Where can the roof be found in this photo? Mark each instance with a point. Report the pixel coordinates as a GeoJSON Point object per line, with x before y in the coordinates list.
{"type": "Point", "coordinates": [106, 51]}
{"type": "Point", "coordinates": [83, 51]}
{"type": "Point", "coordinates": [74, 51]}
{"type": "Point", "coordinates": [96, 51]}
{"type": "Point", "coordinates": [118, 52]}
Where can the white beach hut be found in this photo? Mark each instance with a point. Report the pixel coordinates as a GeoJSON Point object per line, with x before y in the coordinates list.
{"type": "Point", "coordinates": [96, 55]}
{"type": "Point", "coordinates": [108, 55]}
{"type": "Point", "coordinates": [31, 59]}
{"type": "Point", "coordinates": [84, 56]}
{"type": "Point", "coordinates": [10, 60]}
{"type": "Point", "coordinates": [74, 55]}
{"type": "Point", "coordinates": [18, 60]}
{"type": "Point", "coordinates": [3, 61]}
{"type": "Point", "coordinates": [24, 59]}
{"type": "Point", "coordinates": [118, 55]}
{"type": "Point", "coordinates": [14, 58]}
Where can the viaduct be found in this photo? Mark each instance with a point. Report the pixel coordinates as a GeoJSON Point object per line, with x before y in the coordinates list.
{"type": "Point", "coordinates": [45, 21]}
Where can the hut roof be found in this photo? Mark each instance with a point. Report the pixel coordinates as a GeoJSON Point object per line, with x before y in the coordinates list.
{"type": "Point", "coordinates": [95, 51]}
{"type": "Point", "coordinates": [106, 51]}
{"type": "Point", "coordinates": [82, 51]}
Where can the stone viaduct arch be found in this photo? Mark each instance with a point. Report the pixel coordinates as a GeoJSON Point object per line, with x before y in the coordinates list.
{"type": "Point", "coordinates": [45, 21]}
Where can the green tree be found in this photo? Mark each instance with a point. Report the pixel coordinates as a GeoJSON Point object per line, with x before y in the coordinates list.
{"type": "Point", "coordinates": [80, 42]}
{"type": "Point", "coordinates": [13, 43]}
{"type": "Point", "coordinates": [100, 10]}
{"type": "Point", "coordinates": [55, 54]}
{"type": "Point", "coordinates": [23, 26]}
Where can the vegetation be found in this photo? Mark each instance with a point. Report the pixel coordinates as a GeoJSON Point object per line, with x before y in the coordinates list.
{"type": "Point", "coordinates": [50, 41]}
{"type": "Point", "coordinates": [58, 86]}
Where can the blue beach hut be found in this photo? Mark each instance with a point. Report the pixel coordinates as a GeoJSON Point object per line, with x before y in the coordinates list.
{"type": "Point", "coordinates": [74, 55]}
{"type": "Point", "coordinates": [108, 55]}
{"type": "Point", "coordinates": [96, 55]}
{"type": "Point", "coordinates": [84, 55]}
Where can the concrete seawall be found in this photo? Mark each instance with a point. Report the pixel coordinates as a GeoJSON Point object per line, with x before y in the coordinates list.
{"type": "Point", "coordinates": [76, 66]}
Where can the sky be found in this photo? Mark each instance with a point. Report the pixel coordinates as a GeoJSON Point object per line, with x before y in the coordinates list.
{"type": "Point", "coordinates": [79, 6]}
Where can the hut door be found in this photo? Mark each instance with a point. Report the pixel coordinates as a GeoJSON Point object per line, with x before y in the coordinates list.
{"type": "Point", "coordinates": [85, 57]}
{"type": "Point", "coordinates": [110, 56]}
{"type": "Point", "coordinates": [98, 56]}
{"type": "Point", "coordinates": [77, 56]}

───

- _TASK STATEMENT_: Reprint the listing above. Keep every line exactly as it is.

- _RESULT_:
Where can the roof be found in this photo? Mark each instance with a point. Report the pixel coordinates as a GeoJSON Point object per line, with x before y in the coordinates list.
{"type": "Point", "coordinates": [106, 51]}
{"type": "Point", "coordinates": [83, 51]}
{"type": "Point", "coordinates": [74, 51]}
{"type": "Point", "coordinates": [96, 51]}
{"type": "Point", "coordinates": [118, 52]}
Where can the white beach hut be found in this photo? Mark each instance with a point. Report the pixel coordinates as a GeoJSON Point object per line, with x before y in the coordinates list.
{"type": "Point", "coordinates": [96, 55]}
{"type": "Point", "coordinates": [108, 55]}
{"type": "Point", "coordinates": [31, 59]}
{"type": "Point", "coordinates": [84, 56]}
{"type": "Point", "coordinates": [10, 60]}
{"type": "Point", "coordinates": [74, 55]}
{"type": "Point", "coordinates": [18, 60]}
{"type": "Point", "coordinates": [3, 61]}
{"type": "Point", "coordinates": [24, 59]}
{"type": "Point", "coordinates": [118, 55]}
{"type": "Point", "coordinates": [14, 58]}
Where can the viaduct be found in this photo? Mark each instance with a point. Report the pixel coordinates as a GeoJSON Point object per line, with x before y in the coordinates list.
{"type": "Point", "coordinates": [45, 21]}
Where can the hut roof be found in this photo? Mark each instance with a point. Report the pixel coordinates as a GeoJSON Point object per line, with x before y in the coordinates list.
{"type": "Point", "coordinates": [95, 51]}
{"type": "Point", "coordinates": [106, 51]}
{"type": "Point", "coordinates": [82, 51]}
Where can the stone viaduct arch be found in this photo? Mark each instance with a point. Report the pixel coordinates as a GeoJSON Point object per line, with x before y in the coordinates list.
{"type": "Point", "coordinates": [45, 21]}
Where can the green tree be found in this photo? Mark each instance with a point. Report the pixel coordinates as a GeoJSON Point object per line, with x before y in the coordinates list.
{"type": "Point", "coordinates": [80, 42]}
{"type": "Point", "coordinates": [13, 43]}
{"type": "Point", "coordinates": [100, 10]}
{"type": "Point", "coordinates": [55, 54]}
{"type": "Point", "coordinates": [23, 26]}
Where can the vegetation be found in this photo? Mark each instance with a point. Report the pixel coordinates as a GeoJSON Point object per line, with x before y in the coordinates list.
{"type": "Point", "coordinates": [50, 41]}
{"type": "Point", "coordinates": [58, 86]}
Where can the blue beach hut be found in this photo? Mark each instance with a point. Report the pixel coordinates as a GeoJSON Point object per line, with x before y in the coordinates list.
{"type": "Point", "coordinates": [74, 55]}
{"type": "Point", "coordinates": [108, 55]}
{"type": "Point", "coordinates": [96, 55]}
{"type": "Point", "coordinates": [84, 55]}
Where can the concrete seawall be found in this photo? Mark each instance with a point. Report the pixel coordinates as a GeoJSON Point object per line, with x before y in the coordinates list.
{"type": "Point", "coordinates": [76, 66]}
Where can the sky be found in this photo? Mark each instance with a point. Report the pixel coordinates as a GeoJSON Point object per line, with x before y in the coordinates list.
{"type": "Point", "coordinates": [79, 6]}
Where can the hut door be found in this photo? Mark each instance with a point. Report the pixel coordinates as a GeoJSON Point object per line, with x before y in the coordinates list.
{"type": "Point", "coordinates": [85, 57]}
{"type": "Point", "coordinates": [110, 56]}
{"type": "Point", "coordinates": [98, 56]}
{"type": "Point", "coordinates": [77, 56]}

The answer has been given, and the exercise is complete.